Items from a data source
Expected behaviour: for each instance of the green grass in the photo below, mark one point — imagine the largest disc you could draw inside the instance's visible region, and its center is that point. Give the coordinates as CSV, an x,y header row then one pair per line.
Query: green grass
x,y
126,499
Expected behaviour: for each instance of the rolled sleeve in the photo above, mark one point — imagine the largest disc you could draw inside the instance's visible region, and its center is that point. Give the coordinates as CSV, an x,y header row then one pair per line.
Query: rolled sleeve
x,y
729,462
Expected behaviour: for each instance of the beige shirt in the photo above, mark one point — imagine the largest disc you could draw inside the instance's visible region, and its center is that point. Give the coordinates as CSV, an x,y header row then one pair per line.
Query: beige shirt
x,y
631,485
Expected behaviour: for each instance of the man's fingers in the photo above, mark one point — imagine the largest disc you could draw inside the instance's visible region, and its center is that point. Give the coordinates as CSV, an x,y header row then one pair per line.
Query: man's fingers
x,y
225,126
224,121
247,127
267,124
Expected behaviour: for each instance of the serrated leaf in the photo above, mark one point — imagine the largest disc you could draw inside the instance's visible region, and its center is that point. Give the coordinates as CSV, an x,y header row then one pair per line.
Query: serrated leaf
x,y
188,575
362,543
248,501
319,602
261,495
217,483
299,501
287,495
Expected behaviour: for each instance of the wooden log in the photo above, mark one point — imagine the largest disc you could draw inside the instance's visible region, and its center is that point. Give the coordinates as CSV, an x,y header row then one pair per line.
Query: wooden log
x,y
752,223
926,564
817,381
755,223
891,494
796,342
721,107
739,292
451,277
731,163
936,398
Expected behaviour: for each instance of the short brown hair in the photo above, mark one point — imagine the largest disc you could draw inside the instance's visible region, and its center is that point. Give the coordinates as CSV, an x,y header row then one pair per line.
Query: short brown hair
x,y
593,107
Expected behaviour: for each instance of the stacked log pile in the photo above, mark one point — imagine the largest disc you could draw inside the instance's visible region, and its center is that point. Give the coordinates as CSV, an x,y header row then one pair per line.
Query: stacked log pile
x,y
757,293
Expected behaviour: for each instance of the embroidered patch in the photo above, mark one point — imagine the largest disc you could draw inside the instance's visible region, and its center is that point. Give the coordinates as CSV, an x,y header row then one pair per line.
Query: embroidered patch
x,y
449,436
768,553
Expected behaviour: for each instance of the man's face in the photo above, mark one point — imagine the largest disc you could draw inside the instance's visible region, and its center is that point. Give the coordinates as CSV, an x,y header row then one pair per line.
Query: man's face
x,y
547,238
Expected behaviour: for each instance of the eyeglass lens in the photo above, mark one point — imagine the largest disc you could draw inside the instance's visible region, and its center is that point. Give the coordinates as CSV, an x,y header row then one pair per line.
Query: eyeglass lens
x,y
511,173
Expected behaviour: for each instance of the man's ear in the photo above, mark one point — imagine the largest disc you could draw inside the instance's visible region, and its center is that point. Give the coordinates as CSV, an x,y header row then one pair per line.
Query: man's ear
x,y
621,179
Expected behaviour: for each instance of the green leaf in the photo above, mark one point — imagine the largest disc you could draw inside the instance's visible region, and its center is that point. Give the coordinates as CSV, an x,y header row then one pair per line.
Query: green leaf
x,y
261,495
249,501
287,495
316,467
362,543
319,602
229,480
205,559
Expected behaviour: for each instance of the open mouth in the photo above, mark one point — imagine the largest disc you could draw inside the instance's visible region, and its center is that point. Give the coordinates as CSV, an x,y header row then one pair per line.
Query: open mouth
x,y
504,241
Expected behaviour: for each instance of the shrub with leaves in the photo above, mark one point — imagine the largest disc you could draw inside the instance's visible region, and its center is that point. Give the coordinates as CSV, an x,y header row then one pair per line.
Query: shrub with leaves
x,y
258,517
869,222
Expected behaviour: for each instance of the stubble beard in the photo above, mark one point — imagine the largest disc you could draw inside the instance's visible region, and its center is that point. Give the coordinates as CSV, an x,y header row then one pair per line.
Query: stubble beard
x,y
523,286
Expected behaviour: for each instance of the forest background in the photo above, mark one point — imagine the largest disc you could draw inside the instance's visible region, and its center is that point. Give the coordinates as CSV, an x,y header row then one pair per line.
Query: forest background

Description of the task: Out of the records above, pull each line containing the word "background".

Exercise answer:
Expected behaviour: for each instance of the forest background in the photo above, mark one point — imagine the largest disc you could draw inside the instance's visible region, and its center is that point. Give the coordinates as CSV, an x,y header row then one pair per line.
Query: forest background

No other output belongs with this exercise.